**TASK INSTRUCTIONS**
Reproduce the listing below word for word, leaving out the pictures.

**SUPPLIED RECORDS**
--*--

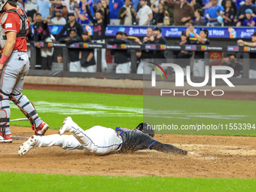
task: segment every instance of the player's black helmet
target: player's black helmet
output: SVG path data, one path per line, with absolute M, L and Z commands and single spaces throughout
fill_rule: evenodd
M 154 136 L 154 130 L 153 130 L 152 126 L 147 123 L 142 123 L 137 126 L 136 129 L 141 130 L 144 133 L 148 134 L 150 136 Z

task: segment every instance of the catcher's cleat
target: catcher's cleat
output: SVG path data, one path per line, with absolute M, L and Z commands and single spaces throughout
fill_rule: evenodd
M 66 132 L 71 132 L 72 130 L 72 125 L 74 123 L 74 121 L 72 120 L 72 118 L 70 117 L 67 117 L 63 120 L 62 126 L 59 130 L 59 134 L 62 135 L 64 133 Z
M 41 120 L 41 124 L 35 130 L 35 135 L 44 136 L 46 131 L 48 130 L 49 126 L 44 120 Z
M 18 154 L 21 156 L 26 154 L 32 149 L 37 142 L 37 136 L 30 137 L 26 142 L 23 142 L 19 148 Z
M 3 136 L 3 135 L 1 134 L 0 133 L 0 142 L 13 142 L 13 138 L 11 136 L 11 134 L 8 134 L 8 135 L 5 135 L 5 136 Z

--*--

**WRITTEN RESPONSE**
task: segment every instance of the player's black helmet
target: player's black helmet
output: SVG path data, one path per line, with absolute M, L and Z commands and single spaces throughout
fill_rule: evenodd
M 154 136 L 154 130 L 153 130 L 152 126 L 147 123 L 142 123 L 137 126 L 136 129 L 141 130 L 144 133 L 148 134 L 150 136 Z

task: segment every instance of the catcher's cleat
target: catcher's cleat
output: SVG path data, one path per line, with absolute M, L and Z commands and single spaces throughout
fill_rule: evenodd
M 66 132 L 71 132 L 72 130 L 72 125 L 74 123 L 74 121 L 72 120 L 72 118 L 70 117 L 67 117 L 63 120 L 62 126 L 59 130 L 59 134 L 62 135 L 64 133 Z
M 41 120 L 41 124 L 35 130 L 35 135 L 44 136 L 46 131 L 48 130 L 49 126 L 44 120 Z
M 18 154 L 21 156 L 26 154 L 32 149 L 37 142 L 37 136 L 30 137 L 26 142 L 23 142 L 19 148 Z
M 3 136 L 3 135 L 1 134 L 0 133 L 0 142 L 13 142 L 13 138 L 11 136 L 11 134 L 8 134 L 8 135 L 5 135 L 5 136 Z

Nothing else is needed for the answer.